▶ WHAT NEEDS TO BE DONE: Copy each of the following records word for word, without the pictures.

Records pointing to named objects
=-=-=-=-=
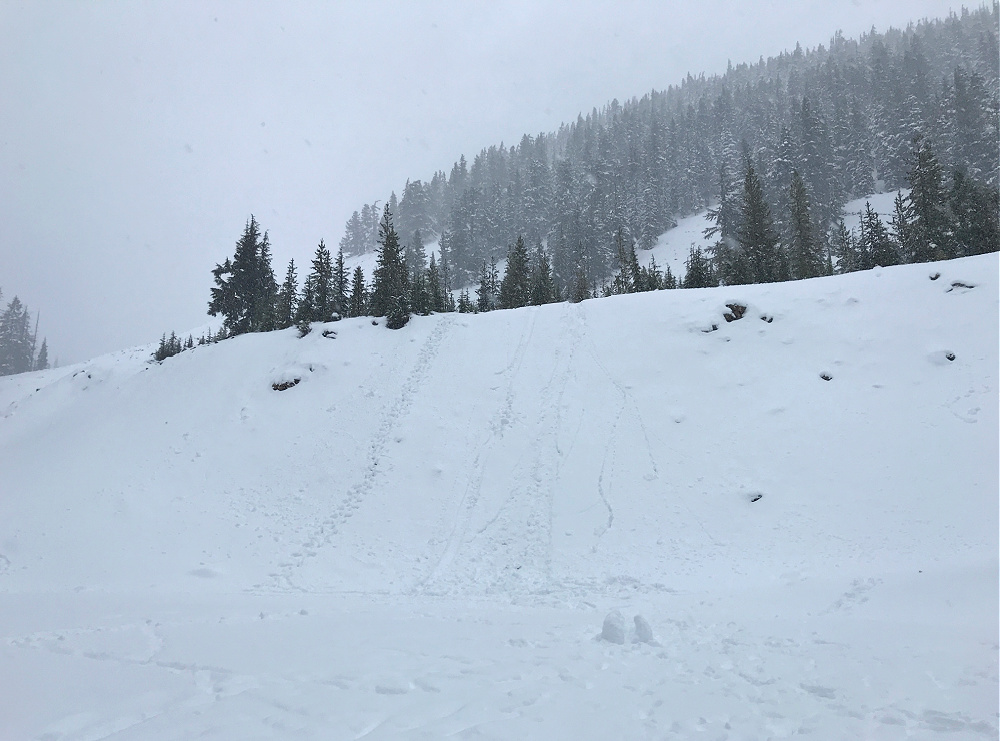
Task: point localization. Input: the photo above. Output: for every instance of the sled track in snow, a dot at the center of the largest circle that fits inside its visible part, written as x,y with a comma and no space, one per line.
461,522
323,534
513,548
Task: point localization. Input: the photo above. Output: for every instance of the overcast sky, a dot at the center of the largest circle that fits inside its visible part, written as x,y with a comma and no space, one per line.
136,138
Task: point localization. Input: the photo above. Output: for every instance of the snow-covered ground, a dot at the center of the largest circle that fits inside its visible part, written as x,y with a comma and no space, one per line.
424,537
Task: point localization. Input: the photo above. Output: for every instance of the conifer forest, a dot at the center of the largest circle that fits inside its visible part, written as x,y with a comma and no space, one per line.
772,149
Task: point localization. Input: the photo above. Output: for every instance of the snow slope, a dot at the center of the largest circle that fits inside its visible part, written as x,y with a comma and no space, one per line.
424,536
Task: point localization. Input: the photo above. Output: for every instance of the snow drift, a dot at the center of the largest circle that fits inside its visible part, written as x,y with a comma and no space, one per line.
422,531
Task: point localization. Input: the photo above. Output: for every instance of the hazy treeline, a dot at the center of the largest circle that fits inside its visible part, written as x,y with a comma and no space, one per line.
19,348
843,116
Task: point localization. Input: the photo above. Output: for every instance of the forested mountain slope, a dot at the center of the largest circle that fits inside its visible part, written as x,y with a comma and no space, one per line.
844,116
420,534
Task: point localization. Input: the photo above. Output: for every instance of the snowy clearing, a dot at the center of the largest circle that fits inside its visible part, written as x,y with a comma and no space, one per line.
794,516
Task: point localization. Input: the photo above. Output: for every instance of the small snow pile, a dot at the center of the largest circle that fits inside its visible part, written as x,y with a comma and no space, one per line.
643,632
614,628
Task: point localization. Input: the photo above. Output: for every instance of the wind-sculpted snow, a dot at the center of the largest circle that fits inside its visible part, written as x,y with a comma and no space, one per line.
790,520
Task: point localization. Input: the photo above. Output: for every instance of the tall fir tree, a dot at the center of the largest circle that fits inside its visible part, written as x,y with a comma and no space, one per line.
698,271
844,247
515,288
489,286
42,361
287,301
244,285
758,243
318,302
928,205
341,283
805,253
875,246
16,341
390,290
543,289
359,294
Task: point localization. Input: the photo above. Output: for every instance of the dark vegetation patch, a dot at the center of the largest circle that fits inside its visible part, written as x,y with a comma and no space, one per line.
736,311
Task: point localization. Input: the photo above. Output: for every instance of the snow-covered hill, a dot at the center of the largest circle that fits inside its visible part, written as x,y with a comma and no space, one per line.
423,536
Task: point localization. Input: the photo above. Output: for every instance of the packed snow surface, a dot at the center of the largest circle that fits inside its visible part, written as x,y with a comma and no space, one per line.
621,519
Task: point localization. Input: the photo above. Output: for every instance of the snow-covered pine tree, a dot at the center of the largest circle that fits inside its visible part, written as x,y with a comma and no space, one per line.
244,286
42,362
16,343
286,302
543,289
390,292
698,270
515,288
359,294
927,202
759,252
805,253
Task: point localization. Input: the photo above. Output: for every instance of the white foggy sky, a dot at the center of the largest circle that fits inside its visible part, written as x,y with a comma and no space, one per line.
136,137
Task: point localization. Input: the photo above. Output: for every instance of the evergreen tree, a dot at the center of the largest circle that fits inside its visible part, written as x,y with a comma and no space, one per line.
698,271
318,301
875,246
902,227
435,293
758,243
928,206
805,253
359,294
629,278
651,276
42,362
286,304
265,288
515,288
844,247
17,351
669,279
245,288
543,289
390,291
341,279
489,287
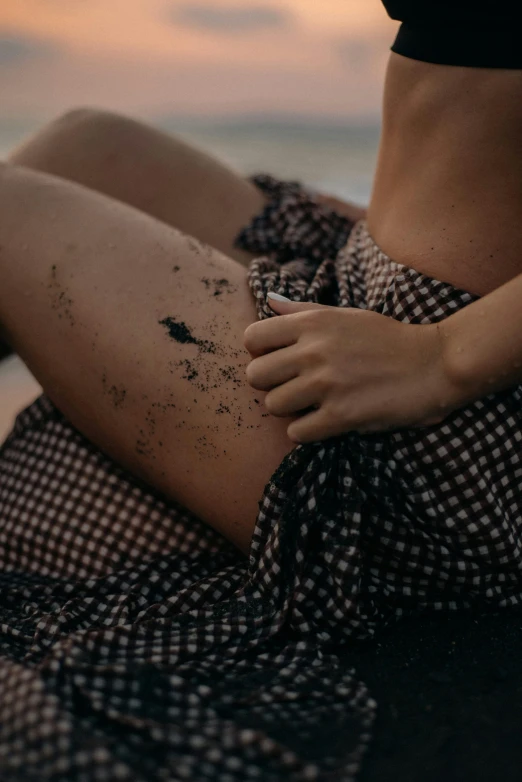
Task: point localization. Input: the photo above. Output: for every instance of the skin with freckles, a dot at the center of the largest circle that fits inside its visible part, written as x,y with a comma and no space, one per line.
138,331
116,315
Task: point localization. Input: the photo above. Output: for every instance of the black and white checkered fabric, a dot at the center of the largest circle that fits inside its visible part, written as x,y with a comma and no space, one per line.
138,644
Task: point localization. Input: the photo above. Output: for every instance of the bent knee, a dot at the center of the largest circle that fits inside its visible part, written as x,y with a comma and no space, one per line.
77,119
79,137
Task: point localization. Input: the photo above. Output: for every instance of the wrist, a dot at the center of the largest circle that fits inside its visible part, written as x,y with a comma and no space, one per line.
462,377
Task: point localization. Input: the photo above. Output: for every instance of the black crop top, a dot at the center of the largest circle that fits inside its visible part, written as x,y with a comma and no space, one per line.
476,33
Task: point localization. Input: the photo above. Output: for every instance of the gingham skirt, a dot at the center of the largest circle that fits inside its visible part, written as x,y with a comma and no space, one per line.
137,644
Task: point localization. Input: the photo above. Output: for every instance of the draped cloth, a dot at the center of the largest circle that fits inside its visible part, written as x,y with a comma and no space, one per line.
138,644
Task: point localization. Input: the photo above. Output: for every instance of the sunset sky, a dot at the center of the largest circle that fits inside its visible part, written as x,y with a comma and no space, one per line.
319,58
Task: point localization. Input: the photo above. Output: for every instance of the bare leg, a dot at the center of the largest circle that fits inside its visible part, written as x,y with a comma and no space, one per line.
153,171
136,332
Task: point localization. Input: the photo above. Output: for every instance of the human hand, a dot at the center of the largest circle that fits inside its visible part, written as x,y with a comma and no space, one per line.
345,369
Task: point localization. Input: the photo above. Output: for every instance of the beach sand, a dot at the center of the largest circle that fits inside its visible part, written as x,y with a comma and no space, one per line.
17,389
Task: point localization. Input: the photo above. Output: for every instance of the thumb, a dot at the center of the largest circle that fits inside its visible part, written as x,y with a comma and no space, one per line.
283,306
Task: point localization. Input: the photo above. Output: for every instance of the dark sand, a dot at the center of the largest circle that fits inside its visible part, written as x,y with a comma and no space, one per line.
449,690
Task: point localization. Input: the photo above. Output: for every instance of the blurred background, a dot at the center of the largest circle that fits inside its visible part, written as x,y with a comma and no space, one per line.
289,87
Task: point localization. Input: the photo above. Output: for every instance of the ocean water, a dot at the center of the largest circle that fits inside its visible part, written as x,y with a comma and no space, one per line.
333,158
339,159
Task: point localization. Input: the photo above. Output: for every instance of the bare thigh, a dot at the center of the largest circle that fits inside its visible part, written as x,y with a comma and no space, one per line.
136,332
148,169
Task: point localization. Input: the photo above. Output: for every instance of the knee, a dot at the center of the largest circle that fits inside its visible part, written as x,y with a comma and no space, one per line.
78,119
85,134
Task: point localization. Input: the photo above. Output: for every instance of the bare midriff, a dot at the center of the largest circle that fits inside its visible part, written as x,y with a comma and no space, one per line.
447,194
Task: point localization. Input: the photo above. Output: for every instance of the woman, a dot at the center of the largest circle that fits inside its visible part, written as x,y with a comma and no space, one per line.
117,599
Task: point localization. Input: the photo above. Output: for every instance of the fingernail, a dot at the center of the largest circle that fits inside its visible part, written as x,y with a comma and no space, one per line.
=-=-=-=-=
▶ WORKED ANSWER:
Task: point localization. Input: the photo above. Output: for every instance of the sled track in snow, a dot at the center of the largest circle that fits inside its visible part, written as x,y with a comma and no space, one per line.
461,522
323,534
513,548
Task: point localization. Input: the photo above. Output: for every instance of the overcast sky, a dot at the center of the largest circle that fits inside its visible part, written as x,y with a comma and no space, one per line.
136,138
Task: point localization. Input: the photo above. Output: for every instance of the snow-covered ground, a dot at the center of the largest circle that fits inside its visible part, written as x,y with a comma and no space, one per line.
424,537
Task: point localization. Input: the photo above. Output: for every instance of the conifer forest, a dot at the center of the largest circle that fits inside its visible part, written as x,y with a comma and no space, one per line.
772,149
Task: point localization. Input: the photo above. Output: for every instance of the snow slope, a dot at the center of the largest circle that fits inside its visible part, written as x,y with a comma and no space, one per line.
424,536
Task: point localization. Input: the photo above. Output: for every instance of the snow drift, a dot at the center of the largest circle that fits inside its visible part, written as x,y with a comma and no space, one per line.
422,531
Task: point localization. Input: the photo above. Output: for every instance of the hazy treeline, a dot at the center of the largest circle that fits inside its visible part, written as x,y with a comma and no space, one per line.
19,348
843,116
Task: point localization. Input: the photo above. Output: for every instance of the forested mountain slope, a dot at the center of the largest circle that fits inside its visible part, written as x,y with a comma and no space, one per line.
844,116
420,534
Task: point localization. Input: the photo above. Output: for every instance of the snowy clearing, a dot at the center of the largest circle that fits inside its visible part, written as x,y with a comma and no space, one per line.
794,516
Task: point localization. Input: the photo above. Output: for every instance of the small snow pile, a dot at the center of the largest circle that fits inside its visible part, written as x,y with a comma and no space, one per line.
643,632
614,628
Task: point localization. Input: the photo above. Output: for every instance of the wind-sculpted snow, a dot at the center of the largest circle that fits inside its visible part, written as x,y with a comma and no space, one per line.
790,520
Task: point localization. Input: the photo above. Output: for every instance of the tall fir tree, a dot at the center of the largest circle that fits inside its visible part, written as x,y with a comma and no space, one per line.
698,271
844,247
515,288
489,286
42,361
287,301
244,285
758,243
318,302
928,205
341,283
805,253
875,246
16,341
390,290
543,289
359,294
Task: point localization. Input: the photo above. Output: for every instance of the dark vegetation patch, a dot at the center of the largest circle that fits inside its visible part, written as x,y with a comma and no space, one per line.
736,311
Task: point localization. Input: the photo above. Output: for every instance of the snow-covered hill, a dot at the center of the largest circle that fits inside its visible part, written as x,y with a comma and no space, one per line.
423,536
Task: point localization. Input: the photo above. Output: for every instance of the packed snow surface, a dot at the center of the largest circle that fits inside its visible part, written as x,y with a comma and no space, one per line.
621,519
Task: point localization. Input: the photo above. Output: for every instance of the snow-covered pine tree, a dot at the center of the largest circle that fits inside its visible part, written as x,y with a comma and no space, one per line.
244,286
42,362
16,343
286,302
543,289
390,292
698,270
515,288
359,294
927,202
759,252
805,253
Task: point localization. Input: the photo above. Output: for every instance of the white foggy sky, a dot at the center of the largest circle that fits inside its visible part, written as x,y with a comma and no space, one per line.
136,137
Task: point localization. Input: the photo above. Output: for every instance of the evergreen tree, a dot at the center of the largest circle that fits inside its visible part, written as x,y with a comma and no space, one per line.
698,271
318,301
875,246
902,227
435,293
758,243
928,206
805,253
359,294
629,278
651,276
42,362
286,304
265,288
515,288
844,247
17,351
669,279
245,288
543,289
390,291
341,279
489,287
Task: point localization. Input: the photo above. Output: for every instance of the skin with freckles, a dot at the center of the largest circle that fits inside its visible part, written as x,y with a comma and no space, one per line.
138,331
116,315
Task: point localization. Input: the photo above. Output: for every instance of the black and white checkered fabric, a dot at the center of the largest circle that fits inside its visible part, written as x,y with a comma and no space, one per line.
138,644
Task: point localization. Input: the photo above. Output: for every instance of the bent knee, a dot at the center of the largest circle that fits inside its visible part, written as x,y with a comma and no space, one per line.
77,119
79,137
Task: point localization. Input: the photo above. Output: for every instance of the wrist, a dot at the center of the largest circle that fits inside its visible part, written as x,y with a comma and no space, one per line.
462,377
Task: point localization. Input: the photo above. Output: for every instance of the black crop top, a dot at the center of the largest circle that fits inside its visible part, written as x,y with a comma and no space, one per line.
476,33
Task: point localization. Input: the photo above. Output: for every instance of the gingham skirt, a dot at the center of the largest circle that fits inside its visible part, written as x,y with a comma and no space, one per line.
137,644
Task: point localization. Input: the photo above. Output: for every instance of the draped cloth, a dot at the center of the largest circle that fits inside its visible part, written as x,y with a comma and no space, one per line.
138,644
Task: point localization. Input: the photo above. Output: for every instance of the sunset sky, a dot at the center of the largest circle that fits inside its visible part, written as x,y with a comma and no space, one per line.
319,58
Task: point localization. Input: the photo above. Output: for every instance of the bare leg, a dot at the center of the largest circle that fits inside its visible part, written as x,y with a comma and no space, one per line.
153,171
136,332
Task: point localization. Input: the photo above. Output: for every instance of the human hand, a dot at the center of the largest circle that fits inside its visible part, written as x,y with a comma and no space, one per line.
345,369
Task: point localization. Input: the photo above. Output: for every instance of the beach sand, a dot at the center of the largest circle that fits inside its visible part, written as x,y with a comma and no space, one per line.
17,389
Task: point localization. Input: the photo above. Output: for every instance of the thumb, a dot at the center of the largest circle that fits inside its visible part, written as x,y with a comma and no space, one per line.
283,306
Task: point localization. Input: the photo above. Output: for every instance of the dark sand, a dot at the center of the largest circle that fits inside its visible part, written as x,y with a comma and no space, one per line.
449,690
Task: point localization. Input: the photo above. Output: for every instance of the blurred background, a dot at the center of the largest circle that fits inside its visible part, written as x,y with a comma and no space, one per line.
289,87
Task: point localization. Input: the photo above. Output: for every instance of the ocean water, a dot at the center of the largest circle that fits inside its visible part, written as x,y with a comma and no space, one per line.
333,158
339,159
Task: point localization. Input: the photo above. Output: for every instance of the bare thigh, a dot at the center of the largest circle that fits inside its visible part, written as x,y with a comma and no space, one per line.
136,332
148,169
Task: point localization. Input: the photo above. Output: for every instance of the knee, a dot at the center of the largest circle that fits inside its visible part, written as x,y with a comma and no space, one per line.
78,119
85,134
Task: point localization. Input: the photo above. Output: for every instance of the bare midriff, a dot at the center of the largest circle that fits inside its visible part, written as x,y with a comma and no space, one per line.
447,194
Task: point localization. Input: the photo above. Output: for every instance of the woman, a dot at the center of the largest circle that fits inside its visible part, written as x,y with a comma and no space, one per line.
117,599
Task: point localization. Input: the photo above. Output: for every instance of the fingernail, a dot at the center of the largest circle that fits inside its visible part, written as x,y with a comma and no space, one per line.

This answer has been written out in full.